STATED TASK:
Copy out every line of the data below word for word.

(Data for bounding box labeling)
*****

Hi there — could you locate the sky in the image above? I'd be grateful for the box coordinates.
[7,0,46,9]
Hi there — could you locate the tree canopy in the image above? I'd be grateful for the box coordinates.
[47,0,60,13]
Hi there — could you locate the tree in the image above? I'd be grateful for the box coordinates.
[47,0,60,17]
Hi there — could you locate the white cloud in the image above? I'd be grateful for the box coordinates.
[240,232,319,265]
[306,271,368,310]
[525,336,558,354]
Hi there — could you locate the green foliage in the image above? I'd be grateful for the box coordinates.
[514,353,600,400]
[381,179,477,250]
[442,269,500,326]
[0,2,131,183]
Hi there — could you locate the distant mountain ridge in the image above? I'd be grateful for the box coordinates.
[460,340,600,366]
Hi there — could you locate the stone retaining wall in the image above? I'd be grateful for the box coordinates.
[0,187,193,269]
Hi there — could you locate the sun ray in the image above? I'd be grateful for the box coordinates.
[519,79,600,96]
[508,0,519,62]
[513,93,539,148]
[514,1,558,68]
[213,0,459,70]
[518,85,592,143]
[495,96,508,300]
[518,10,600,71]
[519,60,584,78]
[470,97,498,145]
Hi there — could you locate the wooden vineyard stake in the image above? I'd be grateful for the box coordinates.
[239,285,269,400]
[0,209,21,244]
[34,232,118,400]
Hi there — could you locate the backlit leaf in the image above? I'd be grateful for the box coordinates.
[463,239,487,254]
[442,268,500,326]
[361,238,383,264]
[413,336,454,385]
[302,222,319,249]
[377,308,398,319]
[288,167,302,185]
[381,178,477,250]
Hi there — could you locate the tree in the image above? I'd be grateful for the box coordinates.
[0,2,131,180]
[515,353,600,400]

*****

IN RESPONSE:
Hi there — could you locate the sky in the image above? I'd be grateful for the box coordinates.
[7,0,46,9]
Hi there — could you locate the tree canopy in the image above? I'd be grateful for the box coordinates.
[47,0,60,13]
Hi there — could you locate the tree in the image above? I'd be grateful for the box coordinates.
[47,0,60,17]
Hi there — could you locate the white cloud in the image above? I'd be grateful for the box coordinates.
[240,232,319,265]
[306,271,368,310]
[525,336,558,354]
Hi there — could you locate the green foliage in the image above? I'd be grateful for the box coordinates.
[514,353,600,400]
[381,179,477,250]
[442,269,500,326]
[0,2,131,183]
Hi there — could you locate the distant mountain ridge in the image above? I'd be grateful for the box coordinates.
[460,340,600,366]
Hi there — could you locate the stone retaining wall in the image above? I'd be grateful for the box coordinates.
[0,187,193,269]
Hi there — could you locate the sun ray in the image above? I'd be grateful for the box coordinates.
[519,79,600,96]
[508,0,519,62]
[513,93,539,148]
[514,1,558,68]
[213,0,459,70]
[518,85,592,143]
[495,96,508,300]
[518,10,600,71]
[519,60,584,78]
[470,97,498,145]
Hi there — could you locate the wooden vineyard stake in the image above? I'd be grateful for the box coordinates.
[239,285,269,400]
[0,209,21,244]
[34,232,118,400]
Hi there — could you locate the backlit leaf in the image above? I'd be grateful for the box coordinates.
[463,239,487,254]
[442,268,500,326]
[361,238,383,264]
[413,336,454,385]
[302,222,319,249]
[377,308,398,319]
[288,167,302,185]
[381,178,477,250]
Hi there — could you locate the tree in the image above? I'd be grateful for the box coordinates.
[0,2,131,180]
[515,353,600,400]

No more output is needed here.